● **Task goal**
Show me every line in the listing that has the word "side".

● **Supplied data**
|---|

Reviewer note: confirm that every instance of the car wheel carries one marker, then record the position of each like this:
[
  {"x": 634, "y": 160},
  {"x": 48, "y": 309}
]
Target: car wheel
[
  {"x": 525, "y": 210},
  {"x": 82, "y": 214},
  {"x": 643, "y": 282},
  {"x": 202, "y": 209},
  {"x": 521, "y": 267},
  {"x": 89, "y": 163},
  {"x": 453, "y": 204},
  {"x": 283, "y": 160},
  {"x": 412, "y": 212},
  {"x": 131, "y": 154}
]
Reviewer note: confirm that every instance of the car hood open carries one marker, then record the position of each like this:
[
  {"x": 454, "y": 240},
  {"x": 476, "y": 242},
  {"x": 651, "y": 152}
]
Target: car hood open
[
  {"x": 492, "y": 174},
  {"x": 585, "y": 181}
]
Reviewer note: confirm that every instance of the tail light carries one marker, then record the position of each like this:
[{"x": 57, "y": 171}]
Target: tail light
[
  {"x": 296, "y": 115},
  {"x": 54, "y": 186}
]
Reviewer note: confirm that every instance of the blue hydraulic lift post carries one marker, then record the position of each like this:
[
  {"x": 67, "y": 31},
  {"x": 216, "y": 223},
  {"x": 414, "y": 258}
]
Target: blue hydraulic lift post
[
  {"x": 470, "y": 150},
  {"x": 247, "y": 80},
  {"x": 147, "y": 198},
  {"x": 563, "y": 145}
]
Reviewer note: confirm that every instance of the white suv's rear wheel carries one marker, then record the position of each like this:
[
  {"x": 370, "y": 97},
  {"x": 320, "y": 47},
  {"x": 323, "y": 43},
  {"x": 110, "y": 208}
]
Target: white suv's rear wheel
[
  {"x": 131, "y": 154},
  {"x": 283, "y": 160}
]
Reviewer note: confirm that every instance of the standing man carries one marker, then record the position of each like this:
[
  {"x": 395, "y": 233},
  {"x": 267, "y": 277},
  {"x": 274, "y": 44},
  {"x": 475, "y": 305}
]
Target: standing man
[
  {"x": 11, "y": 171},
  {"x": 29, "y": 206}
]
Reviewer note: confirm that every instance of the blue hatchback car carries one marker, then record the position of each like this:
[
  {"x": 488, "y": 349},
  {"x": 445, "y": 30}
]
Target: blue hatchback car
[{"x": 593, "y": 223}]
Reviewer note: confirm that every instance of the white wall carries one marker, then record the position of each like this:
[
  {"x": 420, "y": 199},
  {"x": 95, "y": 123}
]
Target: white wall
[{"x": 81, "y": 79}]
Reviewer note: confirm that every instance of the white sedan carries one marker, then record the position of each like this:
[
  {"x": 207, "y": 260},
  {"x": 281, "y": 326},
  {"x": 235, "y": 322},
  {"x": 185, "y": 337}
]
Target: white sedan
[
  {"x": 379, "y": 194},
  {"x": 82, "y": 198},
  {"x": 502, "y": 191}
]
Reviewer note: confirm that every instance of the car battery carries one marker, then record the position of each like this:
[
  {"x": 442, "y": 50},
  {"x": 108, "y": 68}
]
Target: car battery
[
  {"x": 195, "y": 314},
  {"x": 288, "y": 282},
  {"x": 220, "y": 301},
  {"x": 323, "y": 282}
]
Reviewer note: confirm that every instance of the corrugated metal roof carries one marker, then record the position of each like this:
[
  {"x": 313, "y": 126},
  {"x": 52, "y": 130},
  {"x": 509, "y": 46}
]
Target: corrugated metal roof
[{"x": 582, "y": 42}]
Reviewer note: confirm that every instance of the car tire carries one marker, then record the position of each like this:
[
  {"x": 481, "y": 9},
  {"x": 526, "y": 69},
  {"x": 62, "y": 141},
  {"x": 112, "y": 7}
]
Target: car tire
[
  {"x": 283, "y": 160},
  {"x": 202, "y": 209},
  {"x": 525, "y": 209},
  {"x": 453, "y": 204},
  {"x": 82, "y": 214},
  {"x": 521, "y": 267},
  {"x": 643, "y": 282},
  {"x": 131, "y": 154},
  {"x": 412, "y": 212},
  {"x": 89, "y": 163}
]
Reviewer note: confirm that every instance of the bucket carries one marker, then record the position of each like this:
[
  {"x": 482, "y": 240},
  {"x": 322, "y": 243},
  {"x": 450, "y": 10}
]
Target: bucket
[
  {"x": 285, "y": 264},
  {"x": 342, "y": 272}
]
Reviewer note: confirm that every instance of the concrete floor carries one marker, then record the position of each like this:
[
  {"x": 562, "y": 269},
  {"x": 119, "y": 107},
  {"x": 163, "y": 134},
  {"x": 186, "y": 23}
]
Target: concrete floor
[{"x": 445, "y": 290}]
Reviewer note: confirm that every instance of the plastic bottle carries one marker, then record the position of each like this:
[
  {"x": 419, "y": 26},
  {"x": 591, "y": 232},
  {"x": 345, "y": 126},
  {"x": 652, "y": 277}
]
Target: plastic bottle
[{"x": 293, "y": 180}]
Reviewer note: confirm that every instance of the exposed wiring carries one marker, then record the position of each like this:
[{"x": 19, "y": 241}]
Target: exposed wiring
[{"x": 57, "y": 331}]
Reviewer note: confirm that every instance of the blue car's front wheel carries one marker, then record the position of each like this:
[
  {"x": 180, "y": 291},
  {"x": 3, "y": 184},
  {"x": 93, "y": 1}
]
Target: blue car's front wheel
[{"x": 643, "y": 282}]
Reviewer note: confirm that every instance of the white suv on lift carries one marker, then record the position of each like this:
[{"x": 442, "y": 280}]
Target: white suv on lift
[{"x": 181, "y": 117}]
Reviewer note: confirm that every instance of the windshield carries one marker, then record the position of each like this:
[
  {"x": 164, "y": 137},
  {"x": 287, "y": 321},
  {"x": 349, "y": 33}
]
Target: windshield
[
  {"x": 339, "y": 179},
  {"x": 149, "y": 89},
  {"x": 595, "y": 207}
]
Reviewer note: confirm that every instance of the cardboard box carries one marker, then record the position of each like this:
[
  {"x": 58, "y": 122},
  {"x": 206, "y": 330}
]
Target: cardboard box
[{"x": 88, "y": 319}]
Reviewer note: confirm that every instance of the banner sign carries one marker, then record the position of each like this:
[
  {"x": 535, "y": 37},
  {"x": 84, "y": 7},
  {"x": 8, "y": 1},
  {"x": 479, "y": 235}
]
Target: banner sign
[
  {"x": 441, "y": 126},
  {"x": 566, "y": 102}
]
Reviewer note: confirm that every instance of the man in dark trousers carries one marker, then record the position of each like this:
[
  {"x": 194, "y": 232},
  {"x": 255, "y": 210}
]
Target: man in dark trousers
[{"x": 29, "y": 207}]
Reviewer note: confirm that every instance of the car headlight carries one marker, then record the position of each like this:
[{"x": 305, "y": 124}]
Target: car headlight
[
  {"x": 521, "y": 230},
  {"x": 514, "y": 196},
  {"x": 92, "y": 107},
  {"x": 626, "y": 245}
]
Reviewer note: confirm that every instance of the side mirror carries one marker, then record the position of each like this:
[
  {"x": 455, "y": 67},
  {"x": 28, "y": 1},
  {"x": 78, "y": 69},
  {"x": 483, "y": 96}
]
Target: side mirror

|---|

● **Reply**
Reviewer note: confirm that every instance of the side mirror carries one marker, then record the position of each like this:
Target: side mirror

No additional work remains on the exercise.